■ **Problem**: Instruction for the entries that follow: retype exactly the lines from the line with "Expected: the position of each instance of the young" to the line with "floor, given as one point per instance.", both included, and omit all others.

[Collected data]

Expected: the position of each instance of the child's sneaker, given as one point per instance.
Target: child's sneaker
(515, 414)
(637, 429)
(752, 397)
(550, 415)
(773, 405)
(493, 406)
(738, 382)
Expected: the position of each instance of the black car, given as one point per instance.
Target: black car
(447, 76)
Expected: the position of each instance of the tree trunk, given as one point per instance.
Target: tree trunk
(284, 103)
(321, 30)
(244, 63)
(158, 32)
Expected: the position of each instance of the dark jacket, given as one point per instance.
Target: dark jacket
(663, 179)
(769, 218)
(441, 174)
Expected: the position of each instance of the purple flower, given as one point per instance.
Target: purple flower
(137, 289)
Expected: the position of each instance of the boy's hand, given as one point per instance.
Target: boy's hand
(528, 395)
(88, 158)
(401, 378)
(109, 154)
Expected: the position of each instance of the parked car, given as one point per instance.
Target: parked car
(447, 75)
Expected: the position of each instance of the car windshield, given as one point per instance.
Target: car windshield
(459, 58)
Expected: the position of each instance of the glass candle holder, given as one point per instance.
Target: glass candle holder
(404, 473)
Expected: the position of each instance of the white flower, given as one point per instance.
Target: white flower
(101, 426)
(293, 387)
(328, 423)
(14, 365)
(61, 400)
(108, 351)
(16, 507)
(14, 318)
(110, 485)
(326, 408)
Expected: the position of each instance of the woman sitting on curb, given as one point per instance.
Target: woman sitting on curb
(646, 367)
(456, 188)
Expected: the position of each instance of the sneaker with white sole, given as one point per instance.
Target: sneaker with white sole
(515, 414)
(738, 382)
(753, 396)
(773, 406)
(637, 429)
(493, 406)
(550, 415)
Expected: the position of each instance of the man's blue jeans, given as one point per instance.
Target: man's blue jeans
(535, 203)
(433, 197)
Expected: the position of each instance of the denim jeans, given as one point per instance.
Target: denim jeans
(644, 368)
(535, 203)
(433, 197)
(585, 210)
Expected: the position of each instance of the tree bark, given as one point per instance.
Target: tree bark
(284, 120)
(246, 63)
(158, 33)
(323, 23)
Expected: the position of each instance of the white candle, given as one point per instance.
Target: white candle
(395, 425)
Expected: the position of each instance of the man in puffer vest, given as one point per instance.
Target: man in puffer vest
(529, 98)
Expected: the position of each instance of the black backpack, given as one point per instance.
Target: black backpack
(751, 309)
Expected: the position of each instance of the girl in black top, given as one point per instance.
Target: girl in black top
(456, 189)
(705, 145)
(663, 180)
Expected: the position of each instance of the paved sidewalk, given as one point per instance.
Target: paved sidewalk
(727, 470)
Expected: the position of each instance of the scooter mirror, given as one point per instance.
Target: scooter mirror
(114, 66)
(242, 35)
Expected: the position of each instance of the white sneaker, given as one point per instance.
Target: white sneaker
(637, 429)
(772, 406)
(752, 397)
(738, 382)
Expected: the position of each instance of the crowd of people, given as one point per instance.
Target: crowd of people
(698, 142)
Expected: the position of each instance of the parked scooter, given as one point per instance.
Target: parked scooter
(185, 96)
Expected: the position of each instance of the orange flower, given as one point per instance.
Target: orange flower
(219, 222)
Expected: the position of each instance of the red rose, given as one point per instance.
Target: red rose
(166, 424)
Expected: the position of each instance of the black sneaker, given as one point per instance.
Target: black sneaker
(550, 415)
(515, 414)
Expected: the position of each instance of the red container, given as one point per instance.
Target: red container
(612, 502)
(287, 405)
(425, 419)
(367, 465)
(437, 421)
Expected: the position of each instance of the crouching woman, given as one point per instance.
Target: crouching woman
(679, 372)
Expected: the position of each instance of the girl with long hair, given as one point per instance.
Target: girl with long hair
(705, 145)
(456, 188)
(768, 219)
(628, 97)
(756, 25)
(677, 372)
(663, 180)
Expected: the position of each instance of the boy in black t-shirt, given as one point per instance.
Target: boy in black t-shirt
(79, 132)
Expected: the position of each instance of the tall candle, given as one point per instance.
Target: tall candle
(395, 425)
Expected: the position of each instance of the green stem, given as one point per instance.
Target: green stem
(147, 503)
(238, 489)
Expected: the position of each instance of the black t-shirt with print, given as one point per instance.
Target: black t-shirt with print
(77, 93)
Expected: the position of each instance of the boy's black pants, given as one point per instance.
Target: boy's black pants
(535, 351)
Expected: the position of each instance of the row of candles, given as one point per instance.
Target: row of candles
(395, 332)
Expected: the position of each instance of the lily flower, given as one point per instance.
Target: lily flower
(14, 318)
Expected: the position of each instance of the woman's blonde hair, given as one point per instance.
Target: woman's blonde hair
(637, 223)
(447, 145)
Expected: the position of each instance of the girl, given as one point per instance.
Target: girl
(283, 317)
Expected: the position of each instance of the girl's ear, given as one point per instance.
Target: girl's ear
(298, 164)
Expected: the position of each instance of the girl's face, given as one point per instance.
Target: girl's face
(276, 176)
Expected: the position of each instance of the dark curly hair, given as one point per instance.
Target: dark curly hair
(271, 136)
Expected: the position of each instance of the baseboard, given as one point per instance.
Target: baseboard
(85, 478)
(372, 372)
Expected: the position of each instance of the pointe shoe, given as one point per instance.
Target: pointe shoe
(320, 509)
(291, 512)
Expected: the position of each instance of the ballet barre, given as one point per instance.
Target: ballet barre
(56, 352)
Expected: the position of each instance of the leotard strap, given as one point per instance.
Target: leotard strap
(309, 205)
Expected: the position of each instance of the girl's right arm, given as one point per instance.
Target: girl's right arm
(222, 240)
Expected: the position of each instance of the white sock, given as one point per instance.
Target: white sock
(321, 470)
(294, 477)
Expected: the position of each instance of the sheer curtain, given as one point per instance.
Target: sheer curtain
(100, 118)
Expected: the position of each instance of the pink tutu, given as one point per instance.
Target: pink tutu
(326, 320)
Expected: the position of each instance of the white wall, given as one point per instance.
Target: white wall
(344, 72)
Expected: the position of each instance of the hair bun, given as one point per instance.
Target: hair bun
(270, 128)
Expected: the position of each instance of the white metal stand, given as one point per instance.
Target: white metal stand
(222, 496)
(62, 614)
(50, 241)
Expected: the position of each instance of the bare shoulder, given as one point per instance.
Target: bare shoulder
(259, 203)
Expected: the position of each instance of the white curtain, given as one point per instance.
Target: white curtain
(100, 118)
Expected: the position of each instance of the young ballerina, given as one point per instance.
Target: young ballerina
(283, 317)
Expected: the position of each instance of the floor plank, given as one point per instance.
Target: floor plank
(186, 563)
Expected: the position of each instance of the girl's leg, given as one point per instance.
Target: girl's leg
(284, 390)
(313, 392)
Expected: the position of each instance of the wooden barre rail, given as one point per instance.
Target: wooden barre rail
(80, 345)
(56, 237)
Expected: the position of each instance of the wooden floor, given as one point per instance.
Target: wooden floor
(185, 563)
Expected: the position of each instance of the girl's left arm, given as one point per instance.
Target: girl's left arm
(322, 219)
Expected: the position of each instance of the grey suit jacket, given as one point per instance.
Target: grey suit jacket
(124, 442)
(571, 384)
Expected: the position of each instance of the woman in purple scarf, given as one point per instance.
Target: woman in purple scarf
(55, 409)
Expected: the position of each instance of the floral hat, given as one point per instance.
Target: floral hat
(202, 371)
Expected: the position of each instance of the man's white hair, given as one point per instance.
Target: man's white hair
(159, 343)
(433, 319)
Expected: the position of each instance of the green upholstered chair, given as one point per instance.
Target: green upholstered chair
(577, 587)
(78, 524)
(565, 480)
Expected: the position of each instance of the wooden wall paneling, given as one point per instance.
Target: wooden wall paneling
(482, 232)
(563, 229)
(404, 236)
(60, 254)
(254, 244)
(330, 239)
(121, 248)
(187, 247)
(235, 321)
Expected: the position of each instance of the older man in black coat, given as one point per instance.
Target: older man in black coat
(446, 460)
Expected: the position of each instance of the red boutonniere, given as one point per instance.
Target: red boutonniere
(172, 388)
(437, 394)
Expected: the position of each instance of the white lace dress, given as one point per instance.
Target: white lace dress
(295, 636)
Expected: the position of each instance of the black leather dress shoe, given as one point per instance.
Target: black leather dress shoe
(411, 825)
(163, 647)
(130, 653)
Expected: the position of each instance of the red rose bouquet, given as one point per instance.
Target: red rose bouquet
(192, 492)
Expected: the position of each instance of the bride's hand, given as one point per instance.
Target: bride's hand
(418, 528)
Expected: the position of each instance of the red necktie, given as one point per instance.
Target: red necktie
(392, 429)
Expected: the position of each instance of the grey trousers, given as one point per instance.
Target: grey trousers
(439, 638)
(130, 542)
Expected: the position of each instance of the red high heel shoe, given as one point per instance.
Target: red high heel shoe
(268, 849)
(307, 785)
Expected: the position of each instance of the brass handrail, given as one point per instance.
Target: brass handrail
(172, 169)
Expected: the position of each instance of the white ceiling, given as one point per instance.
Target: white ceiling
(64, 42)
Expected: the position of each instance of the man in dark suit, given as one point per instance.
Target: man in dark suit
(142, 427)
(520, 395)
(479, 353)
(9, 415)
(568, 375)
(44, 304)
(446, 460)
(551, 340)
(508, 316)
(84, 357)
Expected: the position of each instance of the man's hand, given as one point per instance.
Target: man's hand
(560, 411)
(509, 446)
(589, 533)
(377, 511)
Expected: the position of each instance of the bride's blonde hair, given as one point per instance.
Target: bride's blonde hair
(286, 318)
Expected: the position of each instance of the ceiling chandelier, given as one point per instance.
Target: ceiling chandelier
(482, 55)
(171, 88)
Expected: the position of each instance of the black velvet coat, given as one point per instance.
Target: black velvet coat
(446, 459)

■ **Exercise output**:
Expected: the position of each instance of the young ballerina, given as one point per instance.
Target: young ballerina
(283, 317)
Expected: the position of each instance of the floor plank, given as one point per instance.
Target: floor plank
(186, 563)
Expected: the position of each instance of the girl's leg, given as one point per instance.
Target: girl's leg
(284, 390)
(313, 392)
Expected: the position of each instance of the wooden barre rail, given as one point per instance.
Target: wooden barre rail
(80, 345)
(56, 237)
Expected: the position of each instance of the wooden floor, given as one point per instance.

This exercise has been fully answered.